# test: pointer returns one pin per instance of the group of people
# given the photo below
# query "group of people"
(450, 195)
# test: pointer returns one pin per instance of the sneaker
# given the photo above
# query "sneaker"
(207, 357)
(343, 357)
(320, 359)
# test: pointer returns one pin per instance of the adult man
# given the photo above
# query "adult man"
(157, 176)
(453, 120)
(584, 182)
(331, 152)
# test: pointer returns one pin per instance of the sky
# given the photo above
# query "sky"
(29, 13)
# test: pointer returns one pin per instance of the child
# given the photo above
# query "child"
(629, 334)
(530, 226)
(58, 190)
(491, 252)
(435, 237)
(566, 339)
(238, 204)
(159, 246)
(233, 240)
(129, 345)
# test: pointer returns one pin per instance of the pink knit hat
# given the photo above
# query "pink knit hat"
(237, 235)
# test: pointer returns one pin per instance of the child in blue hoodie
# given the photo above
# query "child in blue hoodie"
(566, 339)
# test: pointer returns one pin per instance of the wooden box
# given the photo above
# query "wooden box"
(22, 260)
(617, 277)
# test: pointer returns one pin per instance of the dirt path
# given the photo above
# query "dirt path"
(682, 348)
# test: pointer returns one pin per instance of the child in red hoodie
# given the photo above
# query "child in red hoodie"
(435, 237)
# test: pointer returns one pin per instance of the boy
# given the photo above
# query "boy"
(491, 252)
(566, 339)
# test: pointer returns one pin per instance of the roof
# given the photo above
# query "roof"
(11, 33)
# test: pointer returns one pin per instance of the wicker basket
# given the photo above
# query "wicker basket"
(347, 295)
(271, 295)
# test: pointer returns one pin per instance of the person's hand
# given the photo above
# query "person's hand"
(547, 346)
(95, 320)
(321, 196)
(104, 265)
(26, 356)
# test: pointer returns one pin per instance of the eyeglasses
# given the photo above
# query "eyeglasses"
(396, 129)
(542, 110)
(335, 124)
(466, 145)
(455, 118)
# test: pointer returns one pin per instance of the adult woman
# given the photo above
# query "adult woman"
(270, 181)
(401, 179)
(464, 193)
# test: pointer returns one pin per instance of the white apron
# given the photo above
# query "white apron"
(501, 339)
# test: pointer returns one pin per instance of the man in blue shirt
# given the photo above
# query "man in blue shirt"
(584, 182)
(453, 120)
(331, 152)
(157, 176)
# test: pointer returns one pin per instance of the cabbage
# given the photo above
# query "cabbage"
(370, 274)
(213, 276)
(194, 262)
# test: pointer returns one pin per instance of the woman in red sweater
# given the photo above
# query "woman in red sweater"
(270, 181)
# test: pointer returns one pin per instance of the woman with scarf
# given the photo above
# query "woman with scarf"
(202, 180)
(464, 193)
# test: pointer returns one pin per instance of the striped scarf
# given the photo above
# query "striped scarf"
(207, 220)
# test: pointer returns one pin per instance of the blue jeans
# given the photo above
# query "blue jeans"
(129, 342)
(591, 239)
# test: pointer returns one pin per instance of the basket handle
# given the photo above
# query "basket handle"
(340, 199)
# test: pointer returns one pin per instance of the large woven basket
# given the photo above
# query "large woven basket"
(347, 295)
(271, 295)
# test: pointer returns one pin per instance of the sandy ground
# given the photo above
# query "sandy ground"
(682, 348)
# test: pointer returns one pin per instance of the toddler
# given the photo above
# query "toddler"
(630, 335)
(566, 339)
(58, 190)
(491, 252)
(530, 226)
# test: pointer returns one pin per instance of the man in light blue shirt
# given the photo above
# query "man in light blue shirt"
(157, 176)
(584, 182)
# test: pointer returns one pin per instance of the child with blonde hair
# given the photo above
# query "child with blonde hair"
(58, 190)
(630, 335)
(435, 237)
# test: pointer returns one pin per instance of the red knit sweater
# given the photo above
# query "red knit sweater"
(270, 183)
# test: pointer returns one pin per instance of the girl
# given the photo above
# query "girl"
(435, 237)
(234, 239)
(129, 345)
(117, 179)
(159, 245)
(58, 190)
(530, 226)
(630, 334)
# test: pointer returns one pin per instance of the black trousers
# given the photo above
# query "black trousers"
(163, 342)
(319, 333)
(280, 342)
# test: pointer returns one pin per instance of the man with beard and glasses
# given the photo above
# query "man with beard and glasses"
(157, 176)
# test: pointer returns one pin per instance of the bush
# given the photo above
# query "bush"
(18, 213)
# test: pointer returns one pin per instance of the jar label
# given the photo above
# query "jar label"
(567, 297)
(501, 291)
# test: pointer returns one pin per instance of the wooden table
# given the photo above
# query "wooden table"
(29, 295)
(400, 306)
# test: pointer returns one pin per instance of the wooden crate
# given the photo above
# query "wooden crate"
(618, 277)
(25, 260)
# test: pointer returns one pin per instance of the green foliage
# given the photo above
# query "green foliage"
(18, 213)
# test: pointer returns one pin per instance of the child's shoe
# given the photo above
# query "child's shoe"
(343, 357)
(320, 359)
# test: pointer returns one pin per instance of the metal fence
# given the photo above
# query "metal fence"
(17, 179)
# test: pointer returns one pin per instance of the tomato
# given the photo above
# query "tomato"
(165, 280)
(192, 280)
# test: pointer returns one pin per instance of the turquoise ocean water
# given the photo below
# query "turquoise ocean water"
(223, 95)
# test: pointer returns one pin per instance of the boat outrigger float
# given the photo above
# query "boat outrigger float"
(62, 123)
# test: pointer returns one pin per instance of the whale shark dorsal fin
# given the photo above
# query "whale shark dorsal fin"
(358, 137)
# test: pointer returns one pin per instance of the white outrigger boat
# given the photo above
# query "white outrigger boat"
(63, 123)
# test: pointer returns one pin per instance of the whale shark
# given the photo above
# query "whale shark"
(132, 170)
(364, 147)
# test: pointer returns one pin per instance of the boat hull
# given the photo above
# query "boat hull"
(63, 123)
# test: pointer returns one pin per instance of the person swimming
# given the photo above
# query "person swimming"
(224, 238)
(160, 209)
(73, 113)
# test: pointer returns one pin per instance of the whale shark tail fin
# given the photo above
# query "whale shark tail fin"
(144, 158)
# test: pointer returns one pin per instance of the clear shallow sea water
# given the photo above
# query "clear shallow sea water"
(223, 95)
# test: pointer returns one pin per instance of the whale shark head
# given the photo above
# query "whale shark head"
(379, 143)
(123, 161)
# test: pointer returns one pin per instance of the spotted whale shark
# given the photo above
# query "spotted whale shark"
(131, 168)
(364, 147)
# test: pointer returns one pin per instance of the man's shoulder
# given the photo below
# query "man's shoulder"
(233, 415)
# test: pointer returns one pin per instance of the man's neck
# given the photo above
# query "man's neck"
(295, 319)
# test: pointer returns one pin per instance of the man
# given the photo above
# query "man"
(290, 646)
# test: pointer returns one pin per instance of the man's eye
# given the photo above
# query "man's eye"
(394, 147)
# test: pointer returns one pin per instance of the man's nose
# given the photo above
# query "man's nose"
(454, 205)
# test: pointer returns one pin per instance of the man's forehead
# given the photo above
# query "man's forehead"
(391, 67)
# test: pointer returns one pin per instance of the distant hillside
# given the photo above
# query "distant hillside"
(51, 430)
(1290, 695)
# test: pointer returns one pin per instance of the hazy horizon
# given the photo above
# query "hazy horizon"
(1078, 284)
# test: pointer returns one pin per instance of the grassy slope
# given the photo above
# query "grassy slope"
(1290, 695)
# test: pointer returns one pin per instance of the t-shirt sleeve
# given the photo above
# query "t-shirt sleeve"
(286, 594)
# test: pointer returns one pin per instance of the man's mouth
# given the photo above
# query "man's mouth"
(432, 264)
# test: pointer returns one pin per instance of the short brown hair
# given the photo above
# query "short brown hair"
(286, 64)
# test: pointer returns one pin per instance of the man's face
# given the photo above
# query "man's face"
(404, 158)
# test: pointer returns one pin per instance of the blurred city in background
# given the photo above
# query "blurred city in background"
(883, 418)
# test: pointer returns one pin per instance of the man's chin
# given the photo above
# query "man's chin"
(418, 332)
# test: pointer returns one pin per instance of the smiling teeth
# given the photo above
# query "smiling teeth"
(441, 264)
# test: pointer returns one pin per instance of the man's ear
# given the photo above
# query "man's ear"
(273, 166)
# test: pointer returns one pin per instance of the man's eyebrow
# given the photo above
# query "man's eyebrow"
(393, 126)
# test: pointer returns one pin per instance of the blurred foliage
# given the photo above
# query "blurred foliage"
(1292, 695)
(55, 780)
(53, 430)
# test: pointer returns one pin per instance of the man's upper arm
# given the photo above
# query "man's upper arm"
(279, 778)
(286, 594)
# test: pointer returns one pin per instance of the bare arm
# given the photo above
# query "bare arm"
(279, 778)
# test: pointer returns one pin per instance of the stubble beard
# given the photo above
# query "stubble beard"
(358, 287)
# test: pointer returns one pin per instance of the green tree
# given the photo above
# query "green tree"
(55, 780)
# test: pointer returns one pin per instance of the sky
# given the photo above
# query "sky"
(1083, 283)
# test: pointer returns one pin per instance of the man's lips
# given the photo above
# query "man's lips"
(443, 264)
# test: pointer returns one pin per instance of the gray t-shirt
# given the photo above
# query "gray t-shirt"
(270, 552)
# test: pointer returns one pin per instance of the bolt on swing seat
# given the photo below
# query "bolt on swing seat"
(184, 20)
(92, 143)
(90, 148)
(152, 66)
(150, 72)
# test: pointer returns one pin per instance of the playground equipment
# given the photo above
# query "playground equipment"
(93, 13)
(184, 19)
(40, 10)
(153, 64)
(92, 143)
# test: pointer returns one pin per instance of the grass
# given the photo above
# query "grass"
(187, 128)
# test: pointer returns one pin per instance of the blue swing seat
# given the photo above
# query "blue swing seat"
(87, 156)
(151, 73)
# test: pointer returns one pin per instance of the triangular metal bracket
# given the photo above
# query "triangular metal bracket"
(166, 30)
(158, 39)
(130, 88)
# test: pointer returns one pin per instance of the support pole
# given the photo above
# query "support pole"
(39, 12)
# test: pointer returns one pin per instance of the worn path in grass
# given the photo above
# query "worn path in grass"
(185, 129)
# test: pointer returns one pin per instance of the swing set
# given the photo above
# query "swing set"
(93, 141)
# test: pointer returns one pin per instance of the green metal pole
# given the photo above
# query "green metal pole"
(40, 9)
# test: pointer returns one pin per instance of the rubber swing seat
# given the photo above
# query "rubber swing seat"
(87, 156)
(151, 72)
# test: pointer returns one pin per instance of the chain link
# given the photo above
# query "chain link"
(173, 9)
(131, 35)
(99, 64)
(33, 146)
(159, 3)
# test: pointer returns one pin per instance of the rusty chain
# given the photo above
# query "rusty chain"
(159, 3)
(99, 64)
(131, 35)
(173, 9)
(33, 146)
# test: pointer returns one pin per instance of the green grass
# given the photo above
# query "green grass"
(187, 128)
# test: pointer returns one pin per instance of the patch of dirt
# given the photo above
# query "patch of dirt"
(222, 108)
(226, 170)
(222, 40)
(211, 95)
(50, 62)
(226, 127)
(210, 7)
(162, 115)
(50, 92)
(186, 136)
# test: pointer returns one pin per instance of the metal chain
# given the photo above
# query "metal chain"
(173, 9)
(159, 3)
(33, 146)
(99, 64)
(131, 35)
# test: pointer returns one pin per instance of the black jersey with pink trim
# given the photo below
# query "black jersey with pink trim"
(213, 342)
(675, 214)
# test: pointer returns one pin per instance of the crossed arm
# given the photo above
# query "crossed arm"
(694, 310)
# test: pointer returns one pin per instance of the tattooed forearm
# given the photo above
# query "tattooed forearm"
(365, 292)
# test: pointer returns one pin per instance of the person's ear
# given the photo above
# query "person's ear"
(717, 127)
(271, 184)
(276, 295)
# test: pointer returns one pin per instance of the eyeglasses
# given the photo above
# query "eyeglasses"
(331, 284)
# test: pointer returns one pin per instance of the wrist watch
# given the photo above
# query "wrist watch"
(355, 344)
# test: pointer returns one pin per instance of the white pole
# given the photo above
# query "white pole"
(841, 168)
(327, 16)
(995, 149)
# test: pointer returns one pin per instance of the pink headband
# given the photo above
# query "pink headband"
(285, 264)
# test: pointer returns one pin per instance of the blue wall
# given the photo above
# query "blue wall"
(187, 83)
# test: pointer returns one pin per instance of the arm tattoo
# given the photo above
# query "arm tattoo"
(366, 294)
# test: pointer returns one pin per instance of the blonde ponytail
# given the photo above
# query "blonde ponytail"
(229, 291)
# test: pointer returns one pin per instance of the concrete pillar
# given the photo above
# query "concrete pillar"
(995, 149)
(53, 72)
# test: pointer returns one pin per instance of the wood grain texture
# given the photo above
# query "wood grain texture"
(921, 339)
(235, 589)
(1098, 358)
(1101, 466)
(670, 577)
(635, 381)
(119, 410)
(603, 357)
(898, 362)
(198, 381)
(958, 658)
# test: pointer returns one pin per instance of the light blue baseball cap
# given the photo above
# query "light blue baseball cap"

◇ ◇ ◇ ◇ ◇ ◇ ◇

▶ **What is required**
Emit verbatim the lines running from the one with "the metal chain" through the last line of the data, both endpoints inclusive.

▶ **Output of the exercise**
# test: pointer returns one pin per instance of the metal chain
# given the photo above
# query "metal chain"
(173, 9)
(159, 3)
(33, 146)
(99, 64)
(131, 35)
# test: pointer returns one pin per instance of the black jersey with pink trim
# given the photo below
# query "black jersey with pink trim"
(213, 342)
(675, 214)
# test: pointer returns one pin per instance of the crossed arm
# given the photo above
# query "crossed arm"
(694, 310)
# test: pointer returns one pin per instance of the tattooed forearm
# given the photo above
# query "tattooed forearm"
(365, 292)
# test: pointer returns one pin per instance of the person's ear
# given the photo above
# query "person's ear"
(717, 127)
(271, 184)
(276, 295)
# test: pointer returns one pin per instance of the eyeglasses
# given the photo above
# query "eyeglasses"
(331, 284)
# test: pointer returns one pin per instance of the wrist watch
# given the photo above
# query "wrist watch"
(355, 344)
# test: pointer returns one pin per instance of the white pole
# given the photo above
# query "white pole"
(841, 168)
(327, 16)
(995, 149)
# test: pointer returns one pin per instance of the pink headband
# given the photo above
# query "pink headband"
(285, 264)
# test: pointer returns one pin per instance of the blue wall
# given the photo above
# query "blue wall"
(187, 83)
# test: pointer returns one pin per instance of the arm tattoo
# given the photo above
# query "arm tattoo"
(366, 294)
# test: pointer returns one pin per instance of the blonde ponytail
# given the photo above
# query "blonde ponytail"
(229, 291)
# test: pointer returns one pin per instance of the concrete pillar
# given the photo above
# query "concrete pillar"
(995, 149)
(53, 72)
# test: pointer returns one pin per instance of the wood grain texture
# given the photo above
# query "wood grain texture"
(921, 339)
(235, 589)
(1098, 358)
(1101, 466)
(670, 577)
(635, 381)
(119, 410)
(603, 357)
(898, 362)
(198, 381)
(958, 658)
# test: pointer returns one pin per instance of the light blue baseball cap
# given the photo above
# query "light blue baseball cap"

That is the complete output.